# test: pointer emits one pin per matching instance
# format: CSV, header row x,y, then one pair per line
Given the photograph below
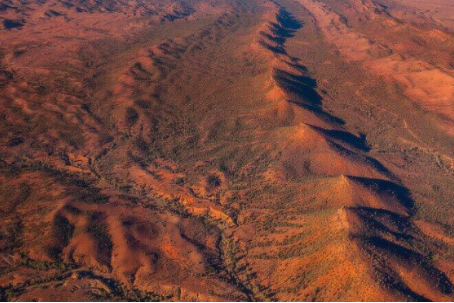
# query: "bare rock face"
x,y
221,150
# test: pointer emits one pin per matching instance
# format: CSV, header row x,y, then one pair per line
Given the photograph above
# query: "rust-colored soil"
x,y
223,150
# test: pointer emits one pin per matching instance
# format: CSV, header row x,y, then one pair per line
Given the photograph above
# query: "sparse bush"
x,y
132,116
214,181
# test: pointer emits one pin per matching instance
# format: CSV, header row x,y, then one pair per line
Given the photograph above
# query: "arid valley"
x,y
227,150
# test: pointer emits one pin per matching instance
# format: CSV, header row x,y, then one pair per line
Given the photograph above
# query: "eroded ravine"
x,y
202,164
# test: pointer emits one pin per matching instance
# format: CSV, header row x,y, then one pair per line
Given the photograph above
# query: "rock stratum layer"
x,y
226,150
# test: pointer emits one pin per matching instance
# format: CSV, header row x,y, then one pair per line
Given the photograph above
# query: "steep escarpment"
x,y
370,231
220,151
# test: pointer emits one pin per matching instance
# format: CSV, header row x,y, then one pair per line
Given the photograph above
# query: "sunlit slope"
x,y
211,151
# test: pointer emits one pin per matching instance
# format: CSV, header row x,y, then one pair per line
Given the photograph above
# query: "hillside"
x,y
226,150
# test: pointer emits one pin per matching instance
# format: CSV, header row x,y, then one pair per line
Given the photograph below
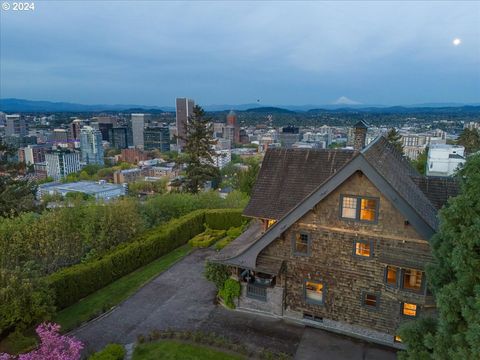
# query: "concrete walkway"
x,y
182,299
319,344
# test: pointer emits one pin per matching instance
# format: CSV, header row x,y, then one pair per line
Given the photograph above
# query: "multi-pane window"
x,y
363,248
370,300
368,209
391,275
412,279
314,292
359,208
409,309
301,244
349,207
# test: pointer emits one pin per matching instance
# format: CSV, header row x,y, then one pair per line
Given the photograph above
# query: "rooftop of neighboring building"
x,y
88,187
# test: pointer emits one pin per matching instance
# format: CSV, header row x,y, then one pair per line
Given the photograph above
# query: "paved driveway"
x,y
182,299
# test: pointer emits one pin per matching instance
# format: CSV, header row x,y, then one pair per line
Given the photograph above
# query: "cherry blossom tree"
x,y
53,346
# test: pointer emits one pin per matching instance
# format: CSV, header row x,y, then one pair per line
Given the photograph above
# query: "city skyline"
x,y
269,53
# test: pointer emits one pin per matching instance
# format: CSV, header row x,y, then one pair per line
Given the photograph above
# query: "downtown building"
x,y
15,126
138,128
91,145
184,110
157,138
60,163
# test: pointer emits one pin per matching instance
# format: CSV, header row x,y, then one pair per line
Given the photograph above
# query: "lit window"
x,y
370,300
363,248
359,208
412,279
409,309
314,292
301,244
349,207
368,209
391,276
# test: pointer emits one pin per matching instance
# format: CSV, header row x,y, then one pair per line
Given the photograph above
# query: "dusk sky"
x,y
283,53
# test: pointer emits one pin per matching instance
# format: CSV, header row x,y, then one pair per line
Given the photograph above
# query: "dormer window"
x,y
359,208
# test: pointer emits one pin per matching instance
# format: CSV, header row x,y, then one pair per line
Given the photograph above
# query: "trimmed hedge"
x,y
229,292
109,352
74,283
207,238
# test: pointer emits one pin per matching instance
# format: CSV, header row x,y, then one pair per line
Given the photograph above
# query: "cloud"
x,y
343,100
283,52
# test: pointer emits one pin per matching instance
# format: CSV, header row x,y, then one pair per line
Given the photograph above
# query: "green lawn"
x,y
175,350
113,294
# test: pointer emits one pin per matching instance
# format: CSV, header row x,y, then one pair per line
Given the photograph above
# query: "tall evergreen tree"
x,y
394,137
16,195
421,162
454,279
199,151
470,139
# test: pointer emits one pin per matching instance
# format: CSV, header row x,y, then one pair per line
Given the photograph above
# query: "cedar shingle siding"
x,y
302,190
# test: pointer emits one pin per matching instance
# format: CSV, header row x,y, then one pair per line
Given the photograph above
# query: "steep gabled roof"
x,y
437,189
287,176
389,163
388,171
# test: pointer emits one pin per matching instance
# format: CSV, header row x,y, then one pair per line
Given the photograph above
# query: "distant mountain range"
x,y
22,105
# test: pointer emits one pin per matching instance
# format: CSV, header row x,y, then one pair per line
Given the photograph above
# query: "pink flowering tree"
x,y
53,346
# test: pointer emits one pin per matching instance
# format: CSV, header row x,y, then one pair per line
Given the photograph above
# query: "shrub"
x,y
223,242
207,238
25,299
72,284
110,352
229,292
232,234
216,273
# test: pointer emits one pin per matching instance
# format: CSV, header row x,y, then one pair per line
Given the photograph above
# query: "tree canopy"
x,y
199,151
454,279
470,139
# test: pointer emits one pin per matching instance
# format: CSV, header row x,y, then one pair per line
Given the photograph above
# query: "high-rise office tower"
x,y
119,138
34,154
233,127
157,138
16,125
91,145
59,136
75,127
61,163
184,108
138,126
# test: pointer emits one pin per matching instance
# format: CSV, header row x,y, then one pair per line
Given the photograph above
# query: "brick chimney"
x,y
360,135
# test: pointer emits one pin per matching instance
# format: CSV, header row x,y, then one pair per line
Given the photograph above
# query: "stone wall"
x,y
346,276
273,305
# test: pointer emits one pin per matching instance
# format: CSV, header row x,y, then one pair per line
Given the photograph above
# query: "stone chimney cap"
x,y
361,125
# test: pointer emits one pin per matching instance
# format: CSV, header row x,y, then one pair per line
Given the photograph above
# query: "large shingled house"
x,y
339,238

◆ WHAT NEEDS TO BE DONE: First drop every picture, then print the data above exactly as it stands.

◆ ANSWER:
# test: pointer emits one pin per matching instance
# format: CSV, header row x,y, then one pair per line
Given the photograph below
# query: "bare rock face"
x,y
221,150
# test: pointer emits one pin per matching instance
# format: CSV, header row x,y, then one pair per line
Given the photograph above
# query: "rust-colored soil"
x,y
223,150
# test: pointer emits one pin per matching instance
# format: CSV, header row x,y, then one pair per line
Given the photograph above
# query: "sparse bush"
x,y
132,116
214,181
# test: pointer emits one pin per matching instance
# format: CSV, header row x,y, then one pair per line
Given the photograph above
# query: "arid valley"
x,y
227,150
# test: pointer emits one pin per matching instance
# format: CSV, header row x,y, then one pair per line
Given the photograph above
# query: "eroded ravine"
x,y
202,164
# test: pointer emits one pin per matching instance
# format: CSV, header row x,y, then one pair per line
Given the photograph above
# query: "rock stratum layer"
x,y
226,150
# test: pointer emits one pin per matching instance
# format: CSV, header row x,y, then one pair per line
Given the photograph above
# query: "steep escarpment"
x,y
370,231
220,151
# test: pointer emits one pin per matching instance
# format: CSV, header row x,y, then one pair per line
Given the photograph above
# query: "sunlit slope"
x,y
211,151
# test: pointer emits one pin per matching instance
# format: CSV, header row x,y, then one pair per line
Given the photograph above
# query: "hillside"
x,y
226,150
# test: pointer emits one pin per matching instance
# format: CSV, header row x,y, then one pair per line
Given the photograph below
# query: "concrete walkway"
x,y
182,299
319,344
# test: pointer emits one pin per matching instance
# format: CSV, header row x,y, then one pair per line
Given the photograph above
# query: "multi-pane window"
x,y
363,248
370,300
368,209
391,275
412,279
314,292
359,208
409,309
301,244
349,207
# test: pointer emits one pin per matching instance
# format: CSV, header row x,y, then one pair per line
Given the photograph above
# query: "rooftop of neighboring building"
x,y
88,187
# test: pointer emits one pin per matching instance
# format: CSV, header row x,y, then one pair per line
Given the photograph above
# query: "paved driveway"
x,y
182,299
# test: pointer emits one pin per matching instance
# format: CSV, header row x,y, then one pair per line
Given the photograph above
# query: "cherry blossom tree"
x,y
53,346
# test: pointer emits one pin per matching instance
# format: CSV, header row x,y, then one pair per line
Given the photograph above
# query: "city skyline"
x,y
269,53
# test: pointer emits one pin per matching instance
# format: CSV, header row x,y, then one pair per line
Given the photograph above
# query: "downtown building"
x,y
15,126
138,128
91,145
184,110
157,138
60,163
# test: pointer emits one pin per matching instance
# format: CSV, header row x,y, then one pair per line
Given the photograph above
# query: "lit window"
x,y
370,300
363,248
359,208
412,279
409,309
314,292
301,244
349,207
368,209
391,276
# test: pointer emits one pin per matching instance
# format: CSV, header row x,y, then one pair per line
Given the photograph above
# query: "dusk sky"
x,y
283,53
# test: pointer emits one pin per matching instance
# format: CSV, header row x,y, then one pair per line
Given the photograph above
# query: "dormer window"
x,y
359,208
# test: pointer emits one pin per matching instance
# format: CSV, header row x,y, then one pair per line
Given the photograph above
# query: "trimmed hedge"
x,y
229,292
109,352
74,283
207,238
# test: pointer emits one pin per matching instance
# format: CSV, header row x,y, then one pair per line
Given the photograph above
# query: "cloud"
x,y
343,100
283,52
# test: pointer emits one pin per matching instance
# format: CSV, header row x,y, then one pair per line
Given the photograph above
# query: "green lawn"
x,y
175,350
113,294
# test: pointer emits one pin per matching instance
# format: CSV, header row x,y, then one pair per line
Given the photograph above
# query: "tall evergreen tree"
x,y
394,137
16,195
421,162
454,279
199,151
470,139
# test: pointer emits one pin per matching instance
# format: CSV, header row x,y, then one pair per line
Given the photograph above
# query: "cedar shingle siding"
x,y
302,190
# test: pointer emits one pin per matching instance
# format: CSV, header row x,y, then one pair per line
Given the photograph above
# query: "steep gabled roof"
x,y
437,189
287,176
389,163
388,171
# test: pointer emits one pin per matching instance
# format: CSV, header row x,y, then one pair per line
Given the photograph above
# query: "distant mountain range"
x,y
22,105
# test: pointer emits one pin per matching instance
# format: CSV, header row x,y, then one pair per line
Given the photograph above
# query: "pink flowering tree"
x,y
53,346
# test: pointer emits one pin per matching instance
# format: CSV, header row x,y, then one pair per line
Given the photograph above
# query: "shrub"
x,y
223,242
207,238
25,299
72,284
110,352
229,292
232,234
216,273
# test: pointer emits one pin per matching instance
# format: CSV, header row x,y, then one pair per line
Given the photograph above
# query: "tree canopy"
x,y
199,151
454,279
470,139
# test: pointer emits one pin per matching instance
# format: CSV, header row x,y, then one pair per line
Given the photograph above
# query: "high-rise office tower"
x,y
119,138
34,154
233,127
157,138
16,125
91,145
59,136
75,127
61,163
184,108
138,126
# test: pointer emits one pin per matching instance
# format: CSV, header row x,y, then one pair per line
Given the photograph above
# query: "brick chimney"
x,y
360,135
# test: pointer emits one pin per matching instance
# format: CSV, header row x,y, then one pair per line
Given the photograph above
# query: "stone wall"
x,y
346,276
273,305
# test: pointer emits one pin per matching instance
# format: CSV, header row x,y, then one pair per line
Given the photograph above
# query: "stone chimney cap"
x,y
361,125
# test: pointer emits one pin per matching instance
# format: CSV, header row x,y, then one pair per line
Given the photograph above
# query: "large shingled house"
x,y
339,238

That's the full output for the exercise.